> **Task statement**
Print the first line of the data below and every one after it, through the line containing "What to find: athletic sock", exactly as written.

> **Referring expression grounding data**

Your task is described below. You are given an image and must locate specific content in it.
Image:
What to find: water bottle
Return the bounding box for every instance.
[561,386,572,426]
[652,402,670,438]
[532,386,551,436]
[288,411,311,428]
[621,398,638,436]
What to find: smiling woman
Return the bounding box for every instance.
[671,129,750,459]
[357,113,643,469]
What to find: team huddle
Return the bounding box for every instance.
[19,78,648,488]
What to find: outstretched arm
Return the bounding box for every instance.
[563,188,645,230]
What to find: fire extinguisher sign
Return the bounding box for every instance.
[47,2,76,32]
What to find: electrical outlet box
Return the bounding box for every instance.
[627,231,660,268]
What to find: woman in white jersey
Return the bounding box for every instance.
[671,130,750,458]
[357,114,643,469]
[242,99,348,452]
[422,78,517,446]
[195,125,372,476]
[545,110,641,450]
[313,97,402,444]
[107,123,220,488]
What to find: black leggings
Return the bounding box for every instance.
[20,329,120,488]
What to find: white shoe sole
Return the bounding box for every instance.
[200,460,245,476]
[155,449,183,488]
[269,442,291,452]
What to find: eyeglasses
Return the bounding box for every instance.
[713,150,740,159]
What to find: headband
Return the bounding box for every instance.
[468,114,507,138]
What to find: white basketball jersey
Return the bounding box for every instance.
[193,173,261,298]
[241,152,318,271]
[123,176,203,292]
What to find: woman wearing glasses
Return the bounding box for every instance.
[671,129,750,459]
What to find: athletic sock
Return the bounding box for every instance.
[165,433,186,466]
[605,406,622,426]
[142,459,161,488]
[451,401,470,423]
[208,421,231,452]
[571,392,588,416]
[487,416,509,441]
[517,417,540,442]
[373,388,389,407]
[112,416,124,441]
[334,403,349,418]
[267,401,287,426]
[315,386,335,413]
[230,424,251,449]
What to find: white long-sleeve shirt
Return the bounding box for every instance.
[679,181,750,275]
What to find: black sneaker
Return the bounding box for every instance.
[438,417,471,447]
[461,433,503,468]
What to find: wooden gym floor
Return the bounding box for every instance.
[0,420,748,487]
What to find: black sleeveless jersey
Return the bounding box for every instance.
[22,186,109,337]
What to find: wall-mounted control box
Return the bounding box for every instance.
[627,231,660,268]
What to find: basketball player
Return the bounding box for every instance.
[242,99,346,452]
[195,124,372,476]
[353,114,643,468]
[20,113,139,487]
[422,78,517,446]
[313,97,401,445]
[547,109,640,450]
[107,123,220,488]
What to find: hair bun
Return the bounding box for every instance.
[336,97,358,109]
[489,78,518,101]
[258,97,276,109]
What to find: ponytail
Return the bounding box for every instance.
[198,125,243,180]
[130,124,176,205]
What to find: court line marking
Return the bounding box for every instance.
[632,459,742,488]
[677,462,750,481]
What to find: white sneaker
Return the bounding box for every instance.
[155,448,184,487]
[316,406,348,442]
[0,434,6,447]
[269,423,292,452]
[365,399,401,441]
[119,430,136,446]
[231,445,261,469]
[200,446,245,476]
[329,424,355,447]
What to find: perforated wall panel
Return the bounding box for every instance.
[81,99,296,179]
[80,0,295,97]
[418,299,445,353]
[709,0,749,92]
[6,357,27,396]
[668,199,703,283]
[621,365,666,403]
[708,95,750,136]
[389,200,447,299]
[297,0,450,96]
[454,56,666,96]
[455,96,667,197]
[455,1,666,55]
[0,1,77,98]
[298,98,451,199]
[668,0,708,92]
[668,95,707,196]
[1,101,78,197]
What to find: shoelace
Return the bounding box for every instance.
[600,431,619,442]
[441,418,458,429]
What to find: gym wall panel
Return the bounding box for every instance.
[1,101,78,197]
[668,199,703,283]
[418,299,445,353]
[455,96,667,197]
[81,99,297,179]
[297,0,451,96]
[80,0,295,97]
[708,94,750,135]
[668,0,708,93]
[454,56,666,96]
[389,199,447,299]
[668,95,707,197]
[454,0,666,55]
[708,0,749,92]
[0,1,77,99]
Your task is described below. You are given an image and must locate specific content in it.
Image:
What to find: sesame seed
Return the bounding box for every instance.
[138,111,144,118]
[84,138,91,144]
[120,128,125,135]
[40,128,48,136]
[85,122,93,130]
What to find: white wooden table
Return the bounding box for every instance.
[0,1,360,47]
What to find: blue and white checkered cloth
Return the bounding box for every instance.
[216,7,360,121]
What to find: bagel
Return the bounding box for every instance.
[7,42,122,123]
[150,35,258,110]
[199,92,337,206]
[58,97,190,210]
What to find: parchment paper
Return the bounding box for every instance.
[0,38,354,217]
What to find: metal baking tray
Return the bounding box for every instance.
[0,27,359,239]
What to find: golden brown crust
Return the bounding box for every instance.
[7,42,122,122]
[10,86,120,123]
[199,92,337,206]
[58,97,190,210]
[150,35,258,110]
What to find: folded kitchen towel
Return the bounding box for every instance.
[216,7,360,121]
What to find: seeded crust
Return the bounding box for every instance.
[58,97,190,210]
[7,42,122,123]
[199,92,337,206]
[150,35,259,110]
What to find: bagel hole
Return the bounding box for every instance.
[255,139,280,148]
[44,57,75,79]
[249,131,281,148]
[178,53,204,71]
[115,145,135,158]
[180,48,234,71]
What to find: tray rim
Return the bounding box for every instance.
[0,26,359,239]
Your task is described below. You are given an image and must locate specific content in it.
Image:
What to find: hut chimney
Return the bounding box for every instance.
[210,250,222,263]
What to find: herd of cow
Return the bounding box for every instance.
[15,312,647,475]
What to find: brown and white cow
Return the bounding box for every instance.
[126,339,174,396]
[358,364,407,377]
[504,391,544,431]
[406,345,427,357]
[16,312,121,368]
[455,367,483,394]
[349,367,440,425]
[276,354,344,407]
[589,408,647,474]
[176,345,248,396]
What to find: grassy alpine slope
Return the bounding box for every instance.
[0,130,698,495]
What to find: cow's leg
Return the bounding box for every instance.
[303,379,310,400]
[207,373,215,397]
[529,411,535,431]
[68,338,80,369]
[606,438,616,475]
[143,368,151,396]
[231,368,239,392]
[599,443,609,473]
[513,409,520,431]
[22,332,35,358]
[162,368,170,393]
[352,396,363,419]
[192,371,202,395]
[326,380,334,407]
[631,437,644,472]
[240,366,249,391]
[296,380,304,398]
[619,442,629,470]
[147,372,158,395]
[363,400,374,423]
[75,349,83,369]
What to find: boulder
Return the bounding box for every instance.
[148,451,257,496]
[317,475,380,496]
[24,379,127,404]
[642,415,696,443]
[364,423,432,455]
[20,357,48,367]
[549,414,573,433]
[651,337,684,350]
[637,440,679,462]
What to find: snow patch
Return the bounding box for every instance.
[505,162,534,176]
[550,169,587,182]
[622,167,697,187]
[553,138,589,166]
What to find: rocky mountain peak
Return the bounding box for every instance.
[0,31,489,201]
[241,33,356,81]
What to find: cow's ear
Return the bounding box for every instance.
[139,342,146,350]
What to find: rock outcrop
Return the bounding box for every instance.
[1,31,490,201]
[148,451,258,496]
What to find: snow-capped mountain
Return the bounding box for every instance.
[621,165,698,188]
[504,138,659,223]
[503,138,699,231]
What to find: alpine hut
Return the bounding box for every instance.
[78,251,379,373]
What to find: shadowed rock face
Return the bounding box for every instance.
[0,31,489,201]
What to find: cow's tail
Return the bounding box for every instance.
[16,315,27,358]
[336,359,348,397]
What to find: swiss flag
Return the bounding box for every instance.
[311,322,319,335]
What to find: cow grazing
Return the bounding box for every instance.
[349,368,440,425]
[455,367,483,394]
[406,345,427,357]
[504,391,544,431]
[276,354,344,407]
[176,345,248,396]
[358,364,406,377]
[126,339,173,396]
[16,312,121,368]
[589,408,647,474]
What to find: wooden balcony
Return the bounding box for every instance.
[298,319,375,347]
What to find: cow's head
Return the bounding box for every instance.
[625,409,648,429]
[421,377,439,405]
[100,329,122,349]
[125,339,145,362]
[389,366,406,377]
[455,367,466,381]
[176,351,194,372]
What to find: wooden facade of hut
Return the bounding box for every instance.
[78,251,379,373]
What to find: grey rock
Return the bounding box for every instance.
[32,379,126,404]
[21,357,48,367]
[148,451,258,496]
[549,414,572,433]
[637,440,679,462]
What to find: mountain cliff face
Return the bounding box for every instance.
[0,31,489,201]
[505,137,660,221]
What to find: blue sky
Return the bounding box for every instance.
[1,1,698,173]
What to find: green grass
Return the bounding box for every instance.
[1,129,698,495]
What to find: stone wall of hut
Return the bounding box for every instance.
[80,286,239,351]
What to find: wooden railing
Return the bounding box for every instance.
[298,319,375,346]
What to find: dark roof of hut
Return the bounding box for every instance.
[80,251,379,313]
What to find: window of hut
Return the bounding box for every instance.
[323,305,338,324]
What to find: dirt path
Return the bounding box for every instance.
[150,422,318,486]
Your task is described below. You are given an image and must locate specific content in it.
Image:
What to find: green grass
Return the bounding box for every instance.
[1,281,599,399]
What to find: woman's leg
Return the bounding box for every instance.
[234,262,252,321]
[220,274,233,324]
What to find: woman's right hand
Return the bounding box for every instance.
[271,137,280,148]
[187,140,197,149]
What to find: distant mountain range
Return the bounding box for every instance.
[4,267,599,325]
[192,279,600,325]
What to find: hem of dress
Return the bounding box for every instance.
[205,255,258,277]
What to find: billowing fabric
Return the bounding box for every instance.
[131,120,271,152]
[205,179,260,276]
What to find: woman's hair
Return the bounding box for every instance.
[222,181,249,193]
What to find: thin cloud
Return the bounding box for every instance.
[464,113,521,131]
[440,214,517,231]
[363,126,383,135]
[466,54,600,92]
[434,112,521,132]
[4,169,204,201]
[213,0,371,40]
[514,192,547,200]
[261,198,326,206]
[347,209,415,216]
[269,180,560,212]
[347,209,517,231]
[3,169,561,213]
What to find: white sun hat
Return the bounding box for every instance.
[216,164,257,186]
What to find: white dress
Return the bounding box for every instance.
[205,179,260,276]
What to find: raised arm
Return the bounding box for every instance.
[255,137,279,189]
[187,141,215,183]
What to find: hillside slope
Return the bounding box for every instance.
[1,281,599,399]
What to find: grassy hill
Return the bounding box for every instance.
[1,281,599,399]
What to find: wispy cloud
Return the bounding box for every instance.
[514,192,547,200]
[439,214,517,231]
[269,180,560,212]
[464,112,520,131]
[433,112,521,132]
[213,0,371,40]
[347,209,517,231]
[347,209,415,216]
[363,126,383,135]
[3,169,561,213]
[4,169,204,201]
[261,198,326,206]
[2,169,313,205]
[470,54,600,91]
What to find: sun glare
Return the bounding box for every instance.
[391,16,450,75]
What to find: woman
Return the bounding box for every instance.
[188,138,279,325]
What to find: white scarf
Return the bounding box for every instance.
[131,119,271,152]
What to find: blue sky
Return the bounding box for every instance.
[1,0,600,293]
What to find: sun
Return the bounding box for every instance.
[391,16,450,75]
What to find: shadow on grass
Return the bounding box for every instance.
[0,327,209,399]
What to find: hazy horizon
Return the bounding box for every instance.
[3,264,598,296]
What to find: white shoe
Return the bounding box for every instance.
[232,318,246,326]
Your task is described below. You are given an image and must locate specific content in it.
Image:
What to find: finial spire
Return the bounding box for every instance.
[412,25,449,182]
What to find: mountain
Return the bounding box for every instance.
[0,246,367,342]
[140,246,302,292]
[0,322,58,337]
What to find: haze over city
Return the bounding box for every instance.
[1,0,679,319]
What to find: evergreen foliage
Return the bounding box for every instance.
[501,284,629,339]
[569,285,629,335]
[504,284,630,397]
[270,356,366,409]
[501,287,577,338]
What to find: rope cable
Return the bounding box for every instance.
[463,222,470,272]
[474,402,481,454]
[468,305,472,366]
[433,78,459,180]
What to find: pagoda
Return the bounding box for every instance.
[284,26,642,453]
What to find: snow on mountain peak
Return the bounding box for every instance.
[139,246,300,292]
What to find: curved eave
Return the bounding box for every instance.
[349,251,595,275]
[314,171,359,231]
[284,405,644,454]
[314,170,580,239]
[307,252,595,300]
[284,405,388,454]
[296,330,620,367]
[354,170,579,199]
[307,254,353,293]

> **Exercise result**
Your task is described below. You are given an image and must locate specific content in it.
Image:
What to find: water bottle
Return the bounding box for every instance.
[561,386,572,426]
[652,402,670,438]
[532,386,551,436]
[288,411,311,428]
[621,398,638,436]
What to find: smiling woman
Return the bounding box for every instance.
[671,129,750,459]
[357,113,643,469]
What to find: team huddle
Return the bounding box for every instance.
[19,78,648,488]
What to find: outstretched arm
Return the bounding box for every instance.
[563,188,645,230]
What to find: fire extinguisher sign
Return the bounding box for every instance.
[47,2,76,32]
What to find: electrical outlet box
Return the bounding box for every instance.
[627,231,660,268]
What to find: woman in white jersey
Return the bounding box for every instance.
[671,130,750,458]
[357,114,643,469]
[242,99,348,452]
[422,78,517,446]
[195,125,372,476]
[545,110,641,450]
[313,97,402,444]
[107,123,220,488]
What to find: black leggings
Return the bounding box for every instance.
[20,329,120,488]
What to find: white shoe sole
Return the bounding box for every instance.
[200,460,245,476]
[155,449,183,488]
[269,442,291,452]
What to find: eyeglasses
Return the bounding box for every instance.
[713,150,740,159]
What to find: headband
Return the bounding box for every instance.
[468,114,507,138]
What to find: white basketball jersey
Return the bounding box for every instance.
[193,173,261,298]
[241,152,318,271]
[123,176,203,292]
What to find: woman wearing glasses
Return the bounding box for every instance.
[671,129,750,459]
What to find: athletic sock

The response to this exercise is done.